__WORK ORDER__: Edit the material from the line containing "For each <instance>" through the line containing "positive clicks: (105, 837) (38, 929)" so that "exact" becomes "precise", leaving everything else as it is.

━━━━━ SOURCE DATA

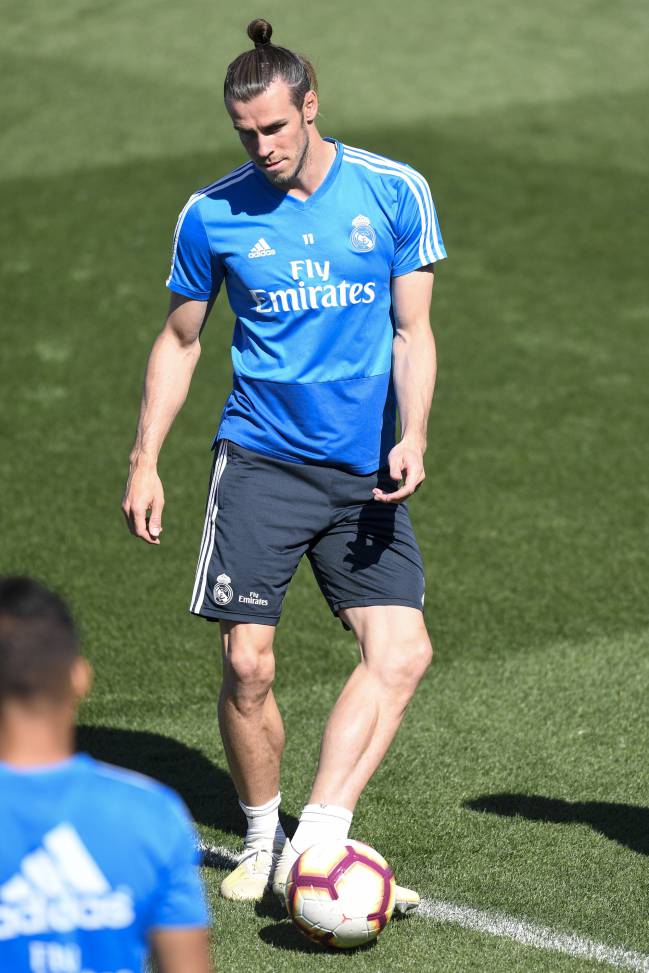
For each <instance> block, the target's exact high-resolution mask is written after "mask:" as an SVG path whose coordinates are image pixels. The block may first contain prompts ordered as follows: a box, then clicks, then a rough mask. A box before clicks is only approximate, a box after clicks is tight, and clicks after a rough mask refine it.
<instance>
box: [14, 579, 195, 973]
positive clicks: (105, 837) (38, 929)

━━━━━━━━━━
━━━━━ SOURCE DATA

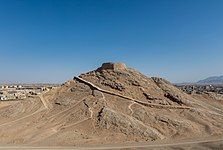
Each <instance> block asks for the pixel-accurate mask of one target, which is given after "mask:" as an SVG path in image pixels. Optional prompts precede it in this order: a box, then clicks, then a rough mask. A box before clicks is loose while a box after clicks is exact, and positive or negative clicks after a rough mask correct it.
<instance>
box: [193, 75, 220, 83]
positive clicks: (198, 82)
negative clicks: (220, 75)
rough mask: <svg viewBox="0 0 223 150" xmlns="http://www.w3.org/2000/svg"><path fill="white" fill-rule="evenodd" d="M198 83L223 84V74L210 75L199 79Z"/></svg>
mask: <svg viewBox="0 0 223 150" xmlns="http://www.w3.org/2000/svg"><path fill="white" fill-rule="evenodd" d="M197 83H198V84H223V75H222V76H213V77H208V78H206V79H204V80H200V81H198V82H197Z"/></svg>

━━━━━━━━━━
━━━━━ SOURCE DATA

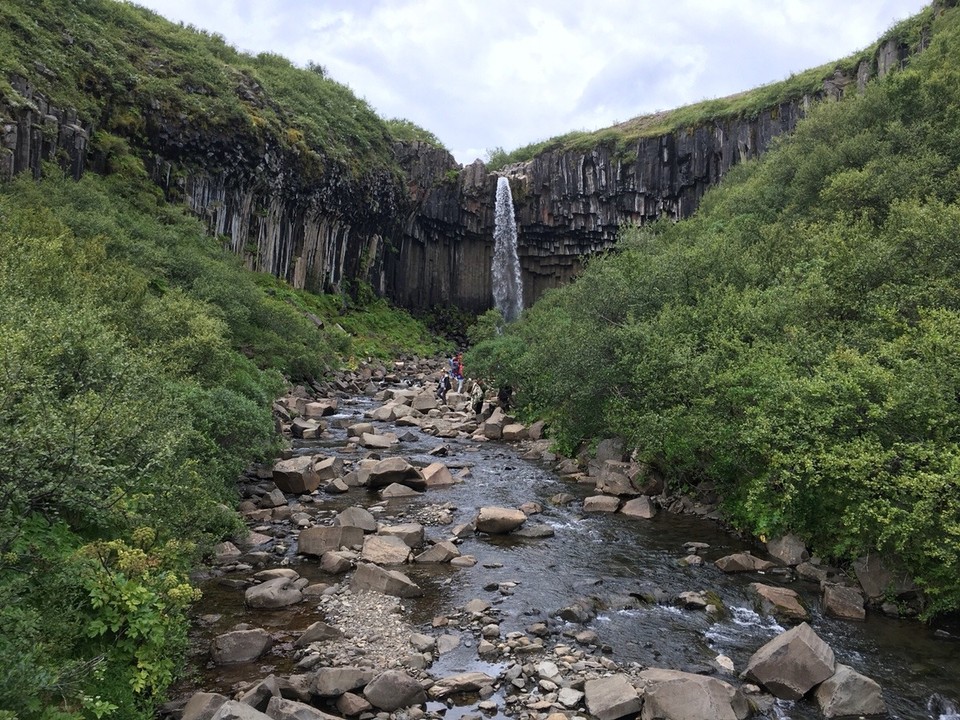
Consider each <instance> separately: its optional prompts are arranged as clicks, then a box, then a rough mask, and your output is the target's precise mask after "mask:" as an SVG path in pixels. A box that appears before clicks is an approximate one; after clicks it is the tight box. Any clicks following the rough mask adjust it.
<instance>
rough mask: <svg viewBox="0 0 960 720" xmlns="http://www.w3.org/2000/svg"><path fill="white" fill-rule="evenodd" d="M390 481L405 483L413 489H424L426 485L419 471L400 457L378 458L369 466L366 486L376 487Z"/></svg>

━━━━━━━━━━

__RESPONSE TO THE EXERCISE__:
For each <instance> block, the target's precise high-resolution mask is written after "mask:" as an SVG path whose coordinates are image pixels. The block may first contain prompts ordered as follows: a box, then clicks, then a rough mask. A box before clicks is only approximate, a box after clicks is tight, and clicks after a rough mask refine it.
<instance>
box: [14, 579, 195, 973]
positive clicks: (105, 837) (38, 929)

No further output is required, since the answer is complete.